▶ **Given problem**
Provide an exact reproduction of every entry.

▶ **Source records**
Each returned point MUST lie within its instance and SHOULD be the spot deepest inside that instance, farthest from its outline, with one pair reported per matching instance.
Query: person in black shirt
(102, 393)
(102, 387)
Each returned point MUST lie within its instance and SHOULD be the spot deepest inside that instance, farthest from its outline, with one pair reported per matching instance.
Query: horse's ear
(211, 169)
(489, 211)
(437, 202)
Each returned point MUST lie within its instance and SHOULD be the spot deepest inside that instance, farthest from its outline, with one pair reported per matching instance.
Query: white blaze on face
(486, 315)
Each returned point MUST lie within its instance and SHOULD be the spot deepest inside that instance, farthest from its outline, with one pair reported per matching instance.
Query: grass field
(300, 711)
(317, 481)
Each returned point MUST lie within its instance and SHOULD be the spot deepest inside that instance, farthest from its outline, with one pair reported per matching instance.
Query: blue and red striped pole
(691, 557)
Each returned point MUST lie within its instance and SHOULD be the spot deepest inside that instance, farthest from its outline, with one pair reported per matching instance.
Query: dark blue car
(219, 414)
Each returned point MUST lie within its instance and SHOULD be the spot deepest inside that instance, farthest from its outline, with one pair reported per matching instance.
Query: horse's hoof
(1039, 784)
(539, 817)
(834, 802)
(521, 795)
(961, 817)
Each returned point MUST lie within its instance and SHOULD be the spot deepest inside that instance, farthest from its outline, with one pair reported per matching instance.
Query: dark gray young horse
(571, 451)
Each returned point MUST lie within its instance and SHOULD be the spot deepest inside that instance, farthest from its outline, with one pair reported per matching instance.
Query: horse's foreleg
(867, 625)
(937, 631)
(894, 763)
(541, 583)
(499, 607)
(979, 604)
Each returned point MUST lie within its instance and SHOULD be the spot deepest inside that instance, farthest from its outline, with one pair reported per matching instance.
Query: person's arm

▶ **Full response**
Each returned point MUST lie within its instance and SHOULD be the spot deepest inside that instance, farthest from its outline, with one pair reported per matching instance.
Query: person in black shirt
(102, 393)
(102, 387)
Each returned point MUST lie within its instance and SHOULD be the spot deepest inside that instance, farthest from its outline, with one pair reported per matching instance.
Query: horse's ear
(211, 169)
(489, 211)
(437, 202)
Each returned point MUST lie within its instance and SHOULD be the spot deepest inside that instance, farthest from its outline, with one pair reported per matching instance.
Query: white blaze on face
(486, 315)
Each returned point MUST lie within its instance and SHOULD be the spot deepest inside that instance, farthest from its outline, with one pair reported per matching instance.
Query: grass field
(300, 711)
(317, 481)
Each returned point MUST lie within its instance and SHOULD be the spot deepest inside that instance, farthest from its outline, with one pair reported per matching instance.
Query: blue and red striped pole
(691, 557)
Each returned point MUST lie within its instance and SHOULD be the spot deepest inside that instance, farthest from its outline, with one pair reported per matching instance.
Query: dark blue car
(219, 414)
Each returned point MUST lie within its instance and SHOULD be the spot deepest inside that instance, farthest from its outline, with one pair reported per matching instance.
Query: horse's hoof
(1039, 784)
(539, 817)
(834, 802)
(521, 795)
(961, 817)
Each returned point MUST lie within its instance and SHOULD be the spot deepest inside that instance, farthest from its outline, with one pair reported per matching instance.
Query: dark gray young horse
(571, 451)
Each returned point MUST lie within its instance and SHOULD be the spot deepest inside that instance, farthest from its outline, with one pair reported per matching instance.
Query: horse's foreleg
(867, 625)
(937, 631)
(894, 763)
(541, 583)
(499, 607)
(979, 604)
Each returned point MUST lie within its instance and SHOULD be the spot deepest inside that instance, farthest from its outline, with one pair reported per matching instance.
Query: person's arm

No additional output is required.